**What you have to do:** Copy out, exactly as written, only the line containing "Target: white upper cabinet" and the lines after it through the end of the records.

**Data in this exercise:**
::::::

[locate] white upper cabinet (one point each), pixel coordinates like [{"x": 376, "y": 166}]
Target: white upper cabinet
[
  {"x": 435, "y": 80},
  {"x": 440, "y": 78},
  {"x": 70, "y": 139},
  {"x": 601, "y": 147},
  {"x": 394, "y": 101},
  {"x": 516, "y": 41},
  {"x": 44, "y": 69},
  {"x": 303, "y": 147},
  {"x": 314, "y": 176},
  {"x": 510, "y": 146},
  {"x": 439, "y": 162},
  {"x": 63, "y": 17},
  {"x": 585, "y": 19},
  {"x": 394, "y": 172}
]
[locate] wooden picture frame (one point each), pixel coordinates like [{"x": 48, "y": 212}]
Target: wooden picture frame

::::::

**Task output:**
Target: white upper cabinet
[
  {"x": 435, "y": 80},
  {"x": 440, "y": 78},
  {"x": 70, "y": 139},
  {"x": 601, "y": 147},
  {"x": 394, "y": 101},
  {"x": 516, "y": 41},
  {"x": 44, "y": 69},
  {"x": 303, "y": 147},
  {"x": 314, "y": 176},
  {"x": 510, "y": 146},
  {"x": 439, "y": 162},
  {"x": 63, "y": 17},
  {"x": 585, "y": 19},
  {"x": 394, "y": 172}
]
[locate] wooden picture frame (one point each), pixel coordinates like [{"x": 48, "y": 212}]
Target: wooden picture frame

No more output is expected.